## INFORMATION PROVIDED
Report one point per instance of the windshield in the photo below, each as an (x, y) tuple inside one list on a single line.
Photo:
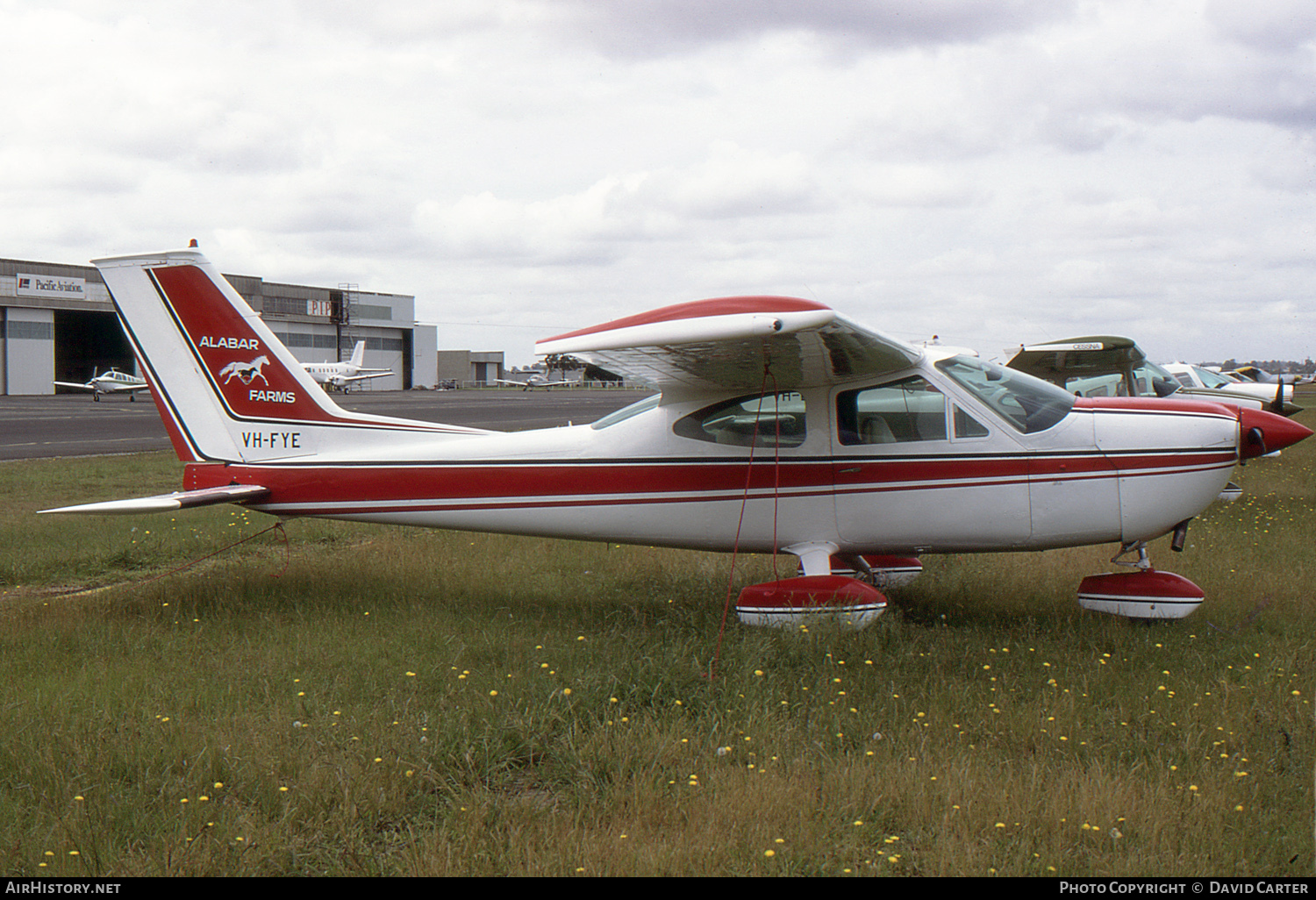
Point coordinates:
[(1026, 403)]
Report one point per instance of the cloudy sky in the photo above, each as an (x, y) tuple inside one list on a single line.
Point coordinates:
[(991, 173)]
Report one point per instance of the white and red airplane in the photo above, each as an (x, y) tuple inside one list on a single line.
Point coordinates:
[(781, 426), (108, 382), (345, 374)]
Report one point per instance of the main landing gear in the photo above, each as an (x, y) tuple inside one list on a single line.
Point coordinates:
[(1144, 592), (841, 589)]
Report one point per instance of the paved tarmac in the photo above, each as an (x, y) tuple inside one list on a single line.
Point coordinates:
[(73, 425)]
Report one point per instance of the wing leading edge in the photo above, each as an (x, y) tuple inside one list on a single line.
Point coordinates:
[(724, 344)]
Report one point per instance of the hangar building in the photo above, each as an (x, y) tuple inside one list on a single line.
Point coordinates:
[(57, 324)]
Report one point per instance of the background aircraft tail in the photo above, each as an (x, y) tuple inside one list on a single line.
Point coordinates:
[(226, 387)]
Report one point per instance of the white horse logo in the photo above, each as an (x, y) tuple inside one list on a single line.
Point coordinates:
[(245, 371)]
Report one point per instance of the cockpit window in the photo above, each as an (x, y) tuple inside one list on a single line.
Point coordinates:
[(626, 412), (1026, 403), (910, 410), (770, 420)]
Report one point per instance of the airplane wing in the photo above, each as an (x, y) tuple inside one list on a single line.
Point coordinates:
[(726, 344), (166, 502)]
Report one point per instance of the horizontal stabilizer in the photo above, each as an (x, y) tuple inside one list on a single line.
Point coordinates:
[(168, 502)]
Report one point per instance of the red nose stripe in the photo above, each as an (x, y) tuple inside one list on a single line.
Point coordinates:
[(1276, 431)]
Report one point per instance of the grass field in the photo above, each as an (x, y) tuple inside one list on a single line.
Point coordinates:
[(375, 700)]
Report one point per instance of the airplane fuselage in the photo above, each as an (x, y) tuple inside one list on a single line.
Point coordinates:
[(671, 474)]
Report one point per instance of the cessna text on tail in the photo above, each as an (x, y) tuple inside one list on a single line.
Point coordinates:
[(781, 426)]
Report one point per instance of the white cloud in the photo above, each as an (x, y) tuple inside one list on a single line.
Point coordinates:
[(990, 173)]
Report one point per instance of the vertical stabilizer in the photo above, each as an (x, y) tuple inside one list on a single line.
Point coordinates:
[(226, 387)]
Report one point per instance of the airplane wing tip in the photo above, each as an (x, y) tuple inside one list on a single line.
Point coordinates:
[(163, 502)]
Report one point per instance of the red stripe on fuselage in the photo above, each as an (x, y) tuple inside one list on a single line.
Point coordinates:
[(662, 482)]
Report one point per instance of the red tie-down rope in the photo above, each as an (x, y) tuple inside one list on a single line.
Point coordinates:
[(276, 526)]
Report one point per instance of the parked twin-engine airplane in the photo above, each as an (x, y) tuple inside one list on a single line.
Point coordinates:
[(110, 382), (781, 426), (344, 375)]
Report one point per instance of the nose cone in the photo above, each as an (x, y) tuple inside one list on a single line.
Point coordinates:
[(1262, 432)]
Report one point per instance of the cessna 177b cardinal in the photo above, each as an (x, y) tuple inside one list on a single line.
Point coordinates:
[(781, 426)]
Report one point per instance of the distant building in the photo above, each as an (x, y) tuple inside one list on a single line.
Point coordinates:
[(466, 366), (57, 324)]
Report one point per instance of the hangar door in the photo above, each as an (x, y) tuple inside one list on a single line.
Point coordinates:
[(87, 344)]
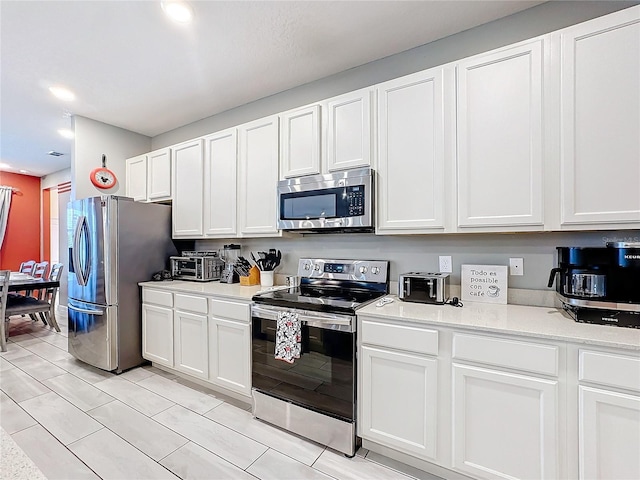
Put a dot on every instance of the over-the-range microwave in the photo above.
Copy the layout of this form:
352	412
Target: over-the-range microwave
336	202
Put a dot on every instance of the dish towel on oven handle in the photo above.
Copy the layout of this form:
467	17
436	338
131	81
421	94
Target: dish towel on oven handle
288	336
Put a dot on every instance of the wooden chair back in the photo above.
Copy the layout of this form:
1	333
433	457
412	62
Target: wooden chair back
27	267
40	270
4	293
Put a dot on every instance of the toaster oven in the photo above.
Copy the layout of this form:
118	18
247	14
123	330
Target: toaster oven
197	268
422	287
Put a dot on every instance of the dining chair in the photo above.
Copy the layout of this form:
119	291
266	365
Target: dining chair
27	267
39	271
50	294
4	291
27	305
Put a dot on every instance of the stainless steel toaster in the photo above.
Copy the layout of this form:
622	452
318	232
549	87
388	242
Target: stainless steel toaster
424	287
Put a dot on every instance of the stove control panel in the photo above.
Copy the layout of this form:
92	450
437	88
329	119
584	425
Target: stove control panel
359	270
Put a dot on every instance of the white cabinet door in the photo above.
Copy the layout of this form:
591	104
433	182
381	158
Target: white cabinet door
300	142
398	396
349	130
220	169
191	343
505	426
499	134
411	153
157	334
159	175
230	354
136	178
609	435
600	105
258	177
187	170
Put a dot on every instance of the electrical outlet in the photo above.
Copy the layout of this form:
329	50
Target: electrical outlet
445	264
516	266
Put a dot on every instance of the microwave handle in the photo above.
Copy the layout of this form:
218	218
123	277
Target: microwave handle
407	286
552	276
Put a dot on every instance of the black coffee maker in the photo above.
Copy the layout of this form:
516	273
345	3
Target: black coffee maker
600	284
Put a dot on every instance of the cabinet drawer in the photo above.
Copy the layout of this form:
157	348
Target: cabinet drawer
607	369
191	303
402	337
229	309
157	297
529	357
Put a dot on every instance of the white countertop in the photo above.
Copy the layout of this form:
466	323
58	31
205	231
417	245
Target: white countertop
541	322
229	290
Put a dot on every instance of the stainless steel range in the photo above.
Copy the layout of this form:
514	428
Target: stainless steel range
308	385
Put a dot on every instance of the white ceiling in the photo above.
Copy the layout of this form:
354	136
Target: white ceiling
132	67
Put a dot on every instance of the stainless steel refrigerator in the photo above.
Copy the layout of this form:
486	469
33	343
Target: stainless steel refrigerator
114	244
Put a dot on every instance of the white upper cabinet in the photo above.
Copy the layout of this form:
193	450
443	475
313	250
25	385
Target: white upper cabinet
349	134
258	177
159	175
300	142
136	178
187	168
600	121
220	183
411	153
500	138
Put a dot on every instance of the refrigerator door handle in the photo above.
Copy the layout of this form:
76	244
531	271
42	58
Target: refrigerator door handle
76	251
87	270
82	271
82	310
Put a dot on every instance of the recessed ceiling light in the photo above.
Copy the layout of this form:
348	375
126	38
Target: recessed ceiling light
178	11
62	93
66	133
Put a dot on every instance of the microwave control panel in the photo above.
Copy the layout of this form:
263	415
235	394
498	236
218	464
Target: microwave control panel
355	196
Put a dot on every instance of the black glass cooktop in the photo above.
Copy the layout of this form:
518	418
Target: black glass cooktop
326	298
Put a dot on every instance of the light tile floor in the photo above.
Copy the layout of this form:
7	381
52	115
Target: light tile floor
75	422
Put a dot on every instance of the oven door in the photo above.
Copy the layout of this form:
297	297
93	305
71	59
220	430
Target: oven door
323	378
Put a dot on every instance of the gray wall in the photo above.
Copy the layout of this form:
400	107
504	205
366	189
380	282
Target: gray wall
538	20
409	253
420	252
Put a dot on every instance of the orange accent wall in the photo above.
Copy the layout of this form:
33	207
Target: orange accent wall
22	238
46	226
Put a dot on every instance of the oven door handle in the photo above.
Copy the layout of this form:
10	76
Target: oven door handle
326	321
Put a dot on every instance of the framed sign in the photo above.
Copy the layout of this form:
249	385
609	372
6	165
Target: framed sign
484	283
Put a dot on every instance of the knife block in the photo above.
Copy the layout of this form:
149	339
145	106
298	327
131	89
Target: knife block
252	279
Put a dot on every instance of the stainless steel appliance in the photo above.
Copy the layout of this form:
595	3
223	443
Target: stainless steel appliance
600	284
197	266
230	254
337	202
315	396
422	287
114	244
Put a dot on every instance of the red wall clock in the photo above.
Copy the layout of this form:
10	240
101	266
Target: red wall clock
102	177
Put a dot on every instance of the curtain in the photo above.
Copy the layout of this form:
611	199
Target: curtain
5	203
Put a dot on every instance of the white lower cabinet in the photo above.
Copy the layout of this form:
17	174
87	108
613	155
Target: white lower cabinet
609	416
504	424
205	337
191	343
229	362
399	400
230	345
157	334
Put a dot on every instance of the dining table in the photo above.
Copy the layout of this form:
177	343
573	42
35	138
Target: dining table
19	282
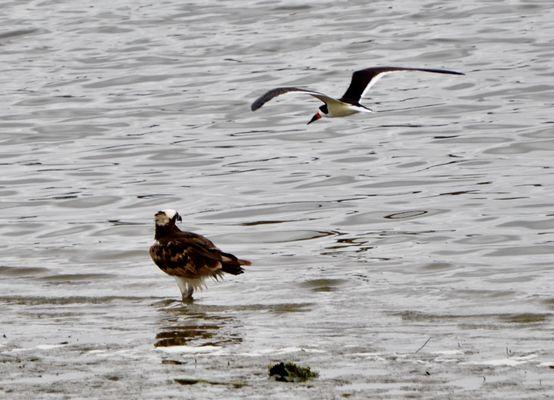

## WORK INSTRUCTIONS
Find the lines of the listing above that hold "cessna". Please copy them.

## OUTPUT OF THE EXERCISE
Report one point per instance of the cessna text on tail in the photo above, each as an (x, y) tuple inside one list on a single line.
Report one point per instance of the cessna 177b cardinal in the photo above, each as an (x, y) tuple inside one list on a single line.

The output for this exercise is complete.